Kindness isn’t a word that’s really associated with Lucian Freud, whose centenary retrospective is just coming to an end at the National Gallery. As befits such a big artistic beast - Freud has only become more mega-famous since his death in 2011 - the show is epic in scale. It’s loaded with the rather cruel portraits of his lovers and children he’s famous for: the early subjects bug-eyed and on the verge of tears, the later ones nude, uncomfortably contorted and rendered in thick oil paint.

The technique loosened over the years of course: the brushes got bigger and more loaded with paint, the layers on the canvas got thicker. But the discomfort of the subjects - squirming under the artist’s relentless, probing scrutiny - stayed the same.

But, here and there, Freud’s gaze becomes softer, empathetic, even kind. It’s not a coincidence that the things and people he paints in this mood are removed from the sexual marketplace in which he was such a brutally potent player. When working on flowers, dogs and landscapes, Freud’s brushstrokes tend to grow almost loving. The beautiful view of the Notting Hill roofs behind Two Irishmen in W11, for example. Or the sleepy whippet, poignantly unfinished, in his very last painting, Portrait of the Hound.

Lucian Freud, ‘Man in the Blue Shirt’

Gay men are objects of tender fascination for him. Freud had lots of gay friends, the most famous being Francis Bacon. And his portrait of Bacon’s lover George Dyer, Man in the Blue Shirt (above), is one of the show’s high points. I first saw this painting in a small exhibition at Ordovas a few years back, and then as now I’m struck by its kindness.

* [Problem description]
Please reproduce word for word the passage of the Lucian Freud review starting with "The technique loosened" and going on through "stayed the same.".

Position annotation rows
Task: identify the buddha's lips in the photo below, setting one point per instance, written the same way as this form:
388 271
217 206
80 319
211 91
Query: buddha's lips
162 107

* [Correct answer]
The technique loosened over the years of course: the brushes got bigger and more loaded with paint, the layers on the canvas got thicker. But the discomfort of the subjects - squirming under the artist’s relentless, probing scrutiny - stayed the same.